Bacaan →
Alamiah miskin yang dimaksud adalah kekayaan alamnya, misalnya tanahnya berbatu-batu, tidak menyimpan kekayaan mineral dan sebagainya. Dengan demikian layaklah kalau miskin sumber daya alam, miskin juga masyarakatnya.

    2.4 Terbatasnya Lapangan Kerja
         Keterbatasan lapangan kerja akan membawa konsekuensi kemiskinan bagi masyarakat. Secara ideal banyak orang mengatakan bahwa seseorang/ masyarakat harus mampu menciptakan lapangan kerja baru. Tetapi secara faktual hal tersebut kecil kemungkinannya, karena adanya keterbatasan kemampuan seseorang baik yang berupa skill atau modal.
   
2.5 Keterbatasan Modal
         Keterbatasan modal adalah sebuah kenyataan yang ada di negara-negara yang sedang berkembang, kenyataan tersebut membawa kemiskinan pada sebagian besar masyarakat tersebut. Seorang miskin sebab mereka tidak mempunyai modal untuk melengkapi alat ataupun bahan dalam menerapkan keterampilan yang mereka miliki dengan suatu tujuan untuk memperoleh penghasilan. Keterbatasan modal bagi negara-negara yang sedang berkembang dapat diibaratkan sebagai suatu lingkaran yang tak berujung pangkal baik dari segi permintaaan modal maupuin dari segi penawaran akan modal.

Daftar Data
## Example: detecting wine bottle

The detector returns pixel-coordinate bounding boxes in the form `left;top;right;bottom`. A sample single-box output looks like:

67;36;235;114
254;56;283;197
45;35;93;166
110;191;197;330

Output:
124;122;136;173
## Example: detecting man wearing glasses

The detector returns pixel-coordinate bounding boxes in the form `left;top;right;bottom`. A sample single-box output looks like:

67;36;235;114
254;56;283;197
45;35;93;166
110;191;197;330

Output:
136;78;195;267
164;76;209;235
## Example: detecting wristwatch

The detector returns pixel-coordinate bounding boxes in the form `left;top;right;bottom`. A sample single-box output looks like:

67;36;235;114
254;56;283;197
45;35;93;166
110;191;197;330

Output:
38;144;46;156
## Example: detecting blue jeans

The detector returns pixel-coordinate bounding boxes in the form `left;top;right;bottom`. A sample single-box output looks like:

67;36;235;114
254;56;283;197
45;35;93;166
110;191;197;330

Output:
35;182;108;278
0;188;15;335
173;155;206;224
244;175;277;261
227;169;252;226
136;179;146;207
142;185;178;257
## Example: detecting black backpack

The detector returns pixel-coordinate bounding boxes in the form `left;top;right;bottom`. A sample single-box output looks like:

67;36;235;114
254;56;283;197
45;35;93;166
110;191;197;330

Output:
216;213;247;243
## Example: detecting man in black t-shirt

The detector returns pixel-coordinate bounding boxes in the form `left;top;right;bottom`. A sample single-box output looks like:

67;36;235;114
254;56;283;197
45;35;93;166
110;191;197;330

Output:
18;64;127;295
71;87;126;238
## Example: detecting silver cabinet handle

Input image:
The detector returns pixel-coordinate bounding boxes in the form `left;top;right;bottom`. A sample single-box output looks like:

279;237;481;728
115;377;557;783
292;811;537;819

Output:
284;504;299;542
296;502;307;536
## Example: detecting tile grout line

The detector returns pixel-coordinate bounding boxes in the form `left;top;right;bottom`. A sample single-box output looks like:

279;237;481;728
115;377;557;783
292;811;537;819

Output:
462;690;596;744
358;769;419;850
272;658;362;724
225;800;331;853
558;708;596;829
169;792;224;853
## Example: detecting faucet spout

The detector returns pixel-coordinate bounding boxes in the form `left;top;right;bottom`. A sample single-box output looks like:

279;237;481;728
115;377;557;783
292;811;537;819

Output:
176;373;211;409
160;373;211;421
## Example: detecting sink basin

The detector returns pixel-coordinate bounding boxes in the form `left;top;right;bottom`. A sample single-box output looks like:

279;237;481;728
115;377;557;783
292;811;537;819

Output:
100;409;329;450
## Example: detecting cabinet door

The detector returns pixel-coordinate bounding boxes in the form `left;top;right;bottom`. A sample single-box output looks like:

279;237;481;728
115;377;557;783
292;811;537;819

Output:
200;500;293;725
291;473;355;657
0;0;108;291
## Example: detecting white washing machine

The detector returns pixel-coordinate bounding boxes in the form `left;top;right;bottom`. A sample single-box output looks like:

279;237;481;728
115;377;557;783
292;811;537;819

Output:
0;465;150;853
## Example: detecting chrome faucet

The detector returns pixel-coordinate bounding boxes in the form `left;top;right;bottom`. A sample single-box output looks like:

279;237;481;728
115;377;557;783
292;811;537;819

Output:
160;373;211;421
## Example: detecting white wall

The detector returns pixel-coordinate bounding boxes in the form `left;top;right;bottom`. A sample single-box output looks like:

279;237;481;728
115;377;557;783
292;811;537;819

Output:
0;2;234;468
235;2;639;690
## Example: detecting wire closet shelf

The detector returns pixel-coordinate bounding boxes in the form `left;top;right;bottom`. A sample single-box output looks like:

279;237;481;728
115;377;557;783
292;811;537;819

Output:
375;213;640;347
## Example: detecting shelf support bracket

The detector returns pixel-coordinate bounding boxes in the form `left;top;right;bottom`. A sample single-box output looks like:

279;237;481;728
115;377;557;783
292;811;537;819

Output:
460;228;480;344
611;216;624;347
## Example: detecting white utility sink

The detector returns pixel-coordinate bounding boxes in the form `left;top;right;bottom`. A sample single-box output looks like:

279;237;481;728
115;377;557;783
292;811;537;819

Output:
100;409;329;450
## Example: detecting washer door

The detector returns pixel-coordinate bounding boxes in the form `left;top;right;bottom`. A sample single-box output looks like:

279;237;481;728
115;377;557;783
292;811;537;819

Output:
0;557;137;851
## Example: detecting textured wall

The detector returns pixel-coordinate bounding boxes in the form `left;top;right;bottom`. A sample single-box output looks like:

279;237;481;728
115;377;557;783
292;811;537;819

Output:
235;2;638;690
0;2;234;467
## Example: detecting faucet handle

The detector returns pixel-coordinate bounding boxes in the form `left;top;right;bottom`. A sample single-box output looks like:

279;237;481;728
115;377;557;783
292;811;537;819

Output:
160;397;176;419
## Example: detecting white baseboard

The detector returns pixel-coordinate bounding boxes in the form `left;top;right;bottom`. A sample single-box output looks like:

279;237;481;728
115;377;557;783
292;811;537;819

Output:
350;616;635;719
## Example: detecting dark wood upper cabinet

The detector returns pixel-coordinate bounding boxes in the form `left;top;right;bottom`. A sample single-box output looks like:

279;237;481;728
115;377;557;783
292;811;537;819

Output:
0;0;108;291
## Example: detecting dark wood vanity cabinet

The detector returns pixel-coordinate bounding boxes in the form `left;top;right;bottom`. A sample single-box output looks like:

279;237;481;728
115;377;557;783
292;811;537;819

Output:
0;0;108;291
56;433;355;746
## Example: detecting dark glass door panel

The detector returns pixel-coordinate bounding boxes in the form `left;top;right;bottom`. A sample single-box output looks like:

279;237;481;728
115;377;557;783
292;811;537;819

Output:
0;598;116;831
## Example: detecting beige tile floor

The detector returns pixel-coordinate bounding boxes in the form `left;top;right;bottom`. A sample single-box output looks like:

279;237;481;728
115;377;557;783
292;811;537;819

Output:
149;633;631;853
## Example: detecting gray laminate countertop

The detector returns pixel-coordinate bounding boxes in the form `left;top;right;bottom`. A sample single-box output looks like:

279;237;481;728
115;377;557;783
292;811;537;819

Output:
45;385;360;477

Soal Latihan →
• A. Tampilkan lagi tanpa diubah bagian entri data yang dimulai dari baris berisi "## Example: detecting man in black t-shirt" sampai baris berisi "296;502;307;536", kedua baris itu ikut disertakan.
• B. Lanjutkan bacaan tentang penyebab kemiskinan, mulai setelah kalimat terakhirnya.
Bacaan dan entri data ini tidak ada hubungannya satu sama lain.

Kunci Jawaban →
• A.
## Example: detecting man in black t-shirt

The detector returns pixel-coordinate bounding boxes in the form `left;top;right;bottom`. A sample single-box output looks like:

67;36;235;114
254;56;283;197
45;35;93;166
110;191;197;330

Output:
18;64;127;295
71;87;126;238
## Example: detecting silver cabinet handle

Input image:
The detector returns pixel-coordinate bounding boxes in the form `left;top;right;bottom`. A sample single-box output looks like:

279;237;481;728
115;377;557;783
292;811;537;819

Output:
284;504;299;542
296;502;307;536

• B.
2.6  Beban Keluarga  
       Semakin banyak anggota keluarga akan semakin banyak pula tuntutan/ beban untuk hidup yang harus dipenuhi. Seseorang yang mempunyai anggota keluarga banyak apabila tidak diimbangi dengan usaha peningkatan pendapatan sudah pasti akan menimbulkan kemiskinan karena mereka memang berangkat dari kemiskinan. Kenaikan pendapatan yang dibarengi dengan pertambahan jumlah keluarga, berakibat kemiskinan akan tetap melanda dirinya dan bersifat latent.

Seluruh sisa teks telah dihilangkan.